→ Aim of the exercise:
Each record is to be printed again precisely as it reads.

Some records
+ + + + +

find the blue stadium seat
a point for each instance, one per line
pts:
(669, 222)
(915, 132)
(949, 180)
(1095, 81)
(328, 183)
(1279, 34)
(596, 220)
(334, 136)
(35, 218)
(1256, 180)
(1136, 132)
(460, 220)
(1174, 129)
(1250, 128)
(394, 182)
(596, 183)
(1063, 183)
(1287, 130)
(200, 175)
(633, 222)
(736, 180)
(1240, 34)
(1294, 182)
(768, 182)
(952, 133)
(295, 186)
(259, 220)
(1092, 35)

+ + + + +

→ Final result:
find the blue stadium seat
a point for each instance, one per line
pts:
(669, 222)
(915, 132)
(949, 180)
(1095, 81)
(328, 183)
(1279, 34)
(596, 220)
(334, 136)
(35, 218)
(1256, 180)
(1136, 132)
(460, 220)
(1174, 129)
(1250, 128)
(394, 182)
(596, 183)
(1063, 183)
(1287, 130)
(200, 175)
(633, 222)
(736, 180)
(1240, 34)
(1294, 182)
(768, 182)
(952, 133)
(295, 186)
(259, 220)
(1092, 35)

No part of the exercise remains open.